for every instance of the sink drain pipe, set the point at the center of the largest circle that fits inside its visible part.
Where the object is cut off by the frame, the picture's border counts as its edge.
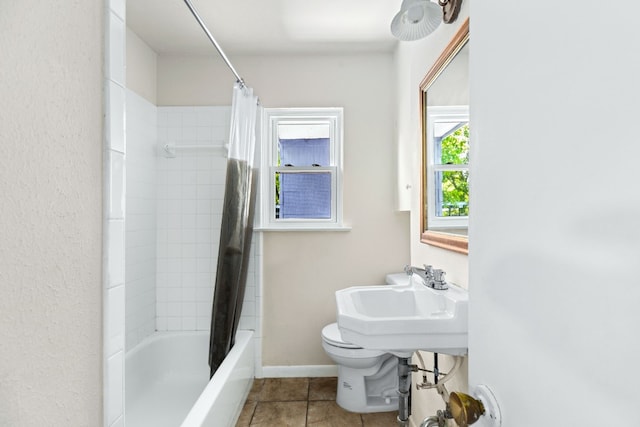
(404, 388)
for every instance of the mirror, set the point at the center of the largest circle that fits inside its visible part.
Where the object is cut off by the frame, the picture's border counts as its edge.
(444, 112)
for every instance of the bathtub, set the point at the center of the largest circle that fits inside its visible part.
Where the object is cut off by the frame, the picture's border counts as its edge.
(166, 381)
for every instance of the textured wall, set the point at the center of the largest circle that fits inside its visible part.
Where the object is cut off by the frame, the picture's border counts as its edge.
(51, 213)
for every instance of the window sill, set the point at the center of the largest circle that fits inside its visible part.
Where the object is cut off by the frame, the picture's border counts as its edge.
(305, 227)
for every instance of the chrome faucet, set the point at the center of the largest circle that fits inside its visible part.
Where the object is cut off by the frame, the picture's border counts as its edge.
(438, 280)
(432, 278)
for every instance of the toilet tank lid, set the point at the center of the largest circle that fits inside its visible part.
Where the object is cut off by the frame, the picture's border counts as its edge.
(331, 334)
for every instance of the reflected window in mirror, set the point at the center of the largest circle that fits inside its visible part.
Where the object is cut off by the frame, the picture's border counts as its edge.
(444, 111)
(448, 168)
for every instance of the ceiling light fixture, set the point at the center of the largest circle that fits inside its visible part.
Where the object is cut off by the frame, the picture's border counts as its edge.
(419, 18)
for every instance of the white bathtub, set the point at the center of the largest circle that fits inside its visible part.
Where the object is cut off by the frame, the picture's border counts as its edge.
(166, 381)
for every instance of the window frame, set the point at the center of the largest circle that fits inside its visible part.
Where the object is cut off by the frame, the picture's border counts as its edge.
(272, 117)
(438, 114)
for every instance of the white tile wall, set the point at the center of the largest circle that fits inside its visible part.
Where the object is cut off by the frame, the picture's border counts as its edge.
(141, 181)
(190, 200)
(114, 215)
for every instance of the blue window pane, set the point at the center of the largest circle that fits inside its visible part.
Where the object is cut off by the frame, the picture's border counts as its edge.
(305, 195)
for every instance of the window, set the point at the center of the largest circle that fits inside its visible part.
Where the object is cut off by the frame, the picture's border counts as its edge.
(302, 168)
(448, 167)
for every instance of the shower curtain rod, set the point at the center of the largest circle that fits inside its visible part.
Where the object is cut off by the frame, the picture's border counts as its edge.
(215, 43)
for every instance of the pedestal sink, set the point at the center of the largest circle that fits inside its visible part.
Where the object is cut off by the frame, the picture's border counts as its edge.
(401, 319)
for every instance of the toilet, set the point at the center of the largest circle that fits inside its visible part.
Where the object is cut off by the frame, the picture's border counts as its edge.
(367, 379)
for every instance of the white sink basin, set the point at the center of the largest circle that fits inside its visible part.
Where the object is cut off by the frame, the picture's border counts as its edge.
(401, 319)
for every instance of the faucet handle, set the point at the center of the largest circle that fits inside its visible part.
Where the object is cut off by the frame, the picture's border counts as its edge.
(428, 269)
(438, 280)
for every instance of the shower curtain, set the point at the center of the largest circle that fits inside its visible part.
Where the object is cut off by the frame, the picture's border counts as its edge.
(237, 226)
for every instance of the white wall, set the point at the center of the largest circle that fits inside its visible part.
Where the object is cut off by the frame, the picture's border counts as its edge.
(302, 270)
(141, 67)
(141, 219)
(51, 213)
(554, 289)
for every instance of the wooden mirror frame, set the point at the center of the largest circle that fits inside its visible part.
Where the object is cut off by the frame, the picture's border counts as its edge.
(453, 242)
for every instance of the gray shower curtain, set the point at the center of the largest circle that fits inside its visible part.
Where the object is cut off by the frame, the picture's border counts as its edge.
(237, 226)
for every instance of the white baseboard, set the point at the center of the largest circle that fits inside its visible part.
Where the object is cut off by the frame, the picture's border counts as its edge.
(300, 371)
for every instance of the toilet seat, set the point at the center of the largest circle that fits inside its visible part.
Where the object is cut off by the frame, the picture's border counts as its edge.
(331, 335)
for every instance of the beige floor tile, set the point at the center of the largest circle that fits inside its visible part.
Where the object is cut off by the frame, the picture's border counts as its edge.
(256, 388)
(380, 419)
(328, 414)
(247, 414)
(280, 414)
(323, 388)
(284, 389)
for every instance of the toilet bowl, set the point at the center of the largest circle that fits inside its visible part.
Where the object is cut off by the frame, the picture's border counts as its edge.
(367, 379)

___

THE TASK:
Count the lines in the records that include the word "wall". Report the total alone.

ANSWER SPACE:
3